#### ZU LESENDER TEXT ####
Und dann sitzt man vor dem Laptop, lauscht der Musik und denkt sich: Darauf war ich nicht vorbereitet.

 

lol

Band: Sperling 

Album: Zweifel 

Label: Uncle M 

Release: 22.01.2021

 


 

Still und heimlich haben Sperling im idyllischen Hunsrück ihr Debütalbum „Zweifel“ geschrieben das schon mit seinem Titel deutlich macht, mit welchen emotionalen Wirrungen es sich beschäftigt. Die fünfköpfige Band mischt Fjørt-mäßige Post-Hardcore-Wände mit mächtigen Casper-ähnlichen Raps und einem Cello. Und das alles in einer Konsequenz und Qualität, die es bislang in Deutschland so noch nicht gegeben hat.

Die meisten Vögel ziehen über den Winter in wärmere Gefilde.
Der Sperling jedoch bleibt und harrt aus, bis es wieder wärmer wird.“ – Sperling

Zweifel könnt ihr euch hier besorgen.

Klingt vielversprechend. Ich habe mich dann ziemlich spontan entschlossen die Platte von Sperling zu rezensieren. Meine Kollegin hat mich bereits vorgewarnt, welche Emotionen die Songs bei ihr auslösten. Da ich ja immer behaupte, dass mich nichts so schnell umhaut, lässt sie mich nun mit der Platte allein. Danke. Und was soll ich sagen? Die Platte geht auch mir unter die Haut.
#### DATENEINTRÄGE ####
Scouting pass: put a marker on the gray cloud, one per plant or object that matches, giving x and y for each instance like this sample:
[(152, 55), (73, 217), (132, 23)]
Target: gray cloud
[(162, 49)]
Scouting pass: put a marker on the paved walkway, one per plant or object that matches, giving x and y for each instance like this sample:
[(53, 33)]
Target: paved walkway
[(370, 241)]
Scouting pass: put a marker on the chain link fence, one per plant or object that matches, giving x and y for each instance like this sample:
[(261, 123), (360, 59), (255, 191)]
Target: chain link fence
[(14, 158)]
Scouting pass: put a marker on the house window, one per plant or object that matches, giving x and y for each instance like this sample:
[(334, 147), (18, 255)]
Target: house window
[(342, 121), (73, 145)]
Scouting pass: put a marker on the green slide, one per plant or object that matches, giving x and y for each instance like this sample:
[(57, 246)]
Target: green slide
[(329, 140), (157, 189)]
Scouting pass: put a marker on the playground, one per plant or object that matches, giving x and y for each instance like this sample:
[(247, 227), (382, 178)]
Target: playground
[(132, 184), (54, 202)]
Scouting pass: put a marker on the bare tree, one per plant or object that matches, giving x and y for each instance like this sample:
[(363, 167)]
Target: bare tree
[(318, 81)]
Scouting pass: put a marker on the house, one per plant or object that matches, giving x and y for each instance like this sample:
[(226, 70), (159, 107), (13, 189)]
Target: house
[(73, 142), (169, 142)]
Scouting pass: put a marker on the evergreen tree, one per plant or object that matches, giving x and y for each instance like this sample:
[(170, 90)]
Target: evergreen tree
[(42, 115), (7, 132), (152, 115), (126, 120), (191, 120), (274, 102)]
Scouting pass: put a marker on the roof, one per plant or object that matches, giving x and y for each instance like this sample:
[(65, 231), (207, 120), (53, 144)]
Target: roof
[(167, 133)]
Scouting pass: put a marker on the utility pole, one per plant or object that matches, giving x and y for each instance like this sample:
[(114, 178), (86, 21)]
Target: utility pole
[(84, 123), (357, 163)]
####
DEINE AUFGABEN —
(a) In welcher Gegend haben Sperling laut der Albumrezension ihr Debütalbum geschrieben?
(b) Übertrage aus der Albumrezension wortgetreu alles von „Still und heimlich“ bis hinunter zu „nicht gegeben hat.“.
(c) Prüfe anhand der Albumrezension, ob die folgenden Aussagen zutreffen. Antworte jeweils mit Ja oder Nein und nenne die entscheidenden Worte aus dem Text: (i) Das Album erschien am 22.01.2021. (ii) Die Band besteht aus vier Mitgliedern. (iii) Das Album ist beim Label Uncle M erschienen.

ANTWORTEN IN REIHENFOLGE —
(a) Im idyllischen Hunsrück.

(b)
Still und heimlich haben Sperling im idyllischen Hunsrück ihr Debütalbum „Zweifel“ geschrieben das schon mit seinem Titel deutlich macht, mit welchen emotionalen Wirrungen es sich beschäftigt. Die fünfköpfige Band mischt Fjørt-mäßige Post-Hardcore-Wände mit mächtigen Casper-ähnlichen Raps und einem Cello. Und das alles in einer Konsequenz und Qualität, die es bislang in Deutschland so noch nicht gegeben hat.

(c)
(i) Ja: „Release: 22.01.2021“
(ii) Nein: „Die fünfköpfige Band“
(iii) Ja: „Label: Uncle M“